**WHAT IS ASKED**
Repeat all of the material below word for word, leaving nothing out.

Point annotation records:
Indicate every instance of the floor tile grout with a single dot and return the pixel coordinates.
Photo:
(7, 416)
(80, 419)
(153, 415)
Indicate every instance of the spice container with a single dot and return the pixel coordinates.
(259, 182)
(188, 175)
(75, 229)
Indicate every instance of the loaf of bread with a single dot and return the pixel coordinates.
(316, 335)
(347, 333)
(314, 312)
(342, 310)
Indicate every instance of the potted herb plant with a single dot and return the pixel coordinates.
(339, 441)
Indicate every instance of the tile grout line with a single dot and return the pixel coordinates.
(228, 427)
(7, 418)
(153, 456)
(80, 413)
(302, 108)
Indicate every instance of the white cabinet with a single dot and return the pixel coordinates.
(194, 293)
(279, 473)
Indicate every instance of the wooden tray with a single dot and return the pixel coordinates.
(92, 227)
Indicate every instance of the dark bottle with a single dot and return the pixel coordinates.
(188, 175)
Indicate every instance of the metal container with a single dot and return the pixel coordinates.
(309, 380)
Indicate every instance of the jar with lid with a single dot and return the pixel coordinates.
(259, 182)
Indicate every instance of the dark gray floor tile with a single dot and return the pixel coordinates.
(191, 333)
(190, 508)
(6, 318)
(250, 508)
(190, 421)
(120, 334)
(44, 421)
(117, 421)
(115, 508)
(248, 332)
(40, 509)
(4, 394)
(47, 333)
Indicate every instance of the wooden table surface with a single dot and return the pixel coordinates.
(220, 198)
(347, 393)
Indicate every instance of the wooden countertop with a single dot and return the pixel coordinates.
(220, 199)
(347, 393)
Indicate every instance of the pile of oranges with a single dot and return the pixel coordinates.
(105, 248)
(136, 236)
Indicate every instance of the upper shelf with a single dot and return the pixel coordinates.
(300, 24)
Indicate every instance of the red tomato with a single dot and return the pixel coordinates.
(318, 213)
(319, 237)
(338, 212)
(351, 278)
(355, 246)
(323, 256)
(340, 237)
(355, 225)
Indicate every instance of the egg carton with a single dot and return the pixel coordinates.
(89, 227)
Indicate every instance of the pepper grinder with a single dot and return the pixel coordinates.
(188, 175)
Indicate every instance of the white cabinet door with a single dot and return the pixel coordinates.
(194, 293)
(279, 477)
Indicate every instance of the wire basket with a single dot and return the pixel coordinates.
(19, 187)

**RESULT**
Indicate every instance of the floor tile grout with a single dot and return the pixel coordinates.
Photo:
(7, 416)
(80, 419)
(153, 415)
Indicate every instance of the spice container with a single dot and return the pixel coordinates.
(259, 182)
(188, 175)
(75, 229)
Indicate every instance of the loaf of bread with a single dot and return the pixel coordinates.
(316, 335)
(347, 333)
(314, 312)
(342, 310)
Indicate every instance of the potted herb plant with a single dot and return the pixel coordinates.
(339, 441)
Indicate every instance of the tile grout line with a single dot and return the pixel coordinates.
(228, 427)
(7, 418)
(153, 456)
(80, 413)
(302, 108)
Indicate every instance of the white cabinet with a single dot and return the pixel coordinates.
(194, 293)
(279, 473)
Indicate every instance of the wooden tray with a single dot and return the pixel coordinates.
(92, 227)
Indicate every instance of the dark bottle with a single dot and return the pixel coordinates.
(188, 175)
Indicate every instance of the metal container with a single dot and return the pixel coordinates.
(309, 380)
Indicate every instance of the jar with lid with a single dot and return the pixel coordinates.
(259, 182)
Indicate every instance of the dark gray floor tile with a single dot and return the pixel coordinates.
(191, 333)
(190, 508)
(6, 318)
(250, 508)
(190, 421)
(120, 334)
(44, 421)
(117, 421)
(115, 508)
(248, 332)
(40, 509)
(4, 394)
(47, 333)
Indicate every instance of the wooden table surface with a single dot and return the pixel coordinates.
(220, 198)
(347, 393)
Indicate every instance of the wooden countertop with a single dot and return the pixel coordinates.
(220, 199)
(347, 393)
Indicate every instance of the pile of oranges with a single dot and return the pixel coordinates.
(105, 248)
(136, 236)
Indicate every instance of the upper shelf with a single dot and return the pixel coordinates.
(300, 24)
Indicate every instance of the red tomato with a single dot and return the pixel coordinates.
(318, 213)
(319, 237)
(338, 212)
(351, 278)
(355, 246)
(323, 256)
(340, 237)
(355, 225)
Indicate every instance of the egg carton with a single dot and return the pixel coordinates.
(89, 227)
Indicate every instance of the pepper grinder with a single dot and return the pixel coordinates.
(188, 175)
Indicate every instance of the white cabinet door with a single dot and return the pixel coordinates.
(194, 293)
(279, 477)
Indicate every instance of the wire basket with a single dot and return the pixel coordinates.
(19, 187)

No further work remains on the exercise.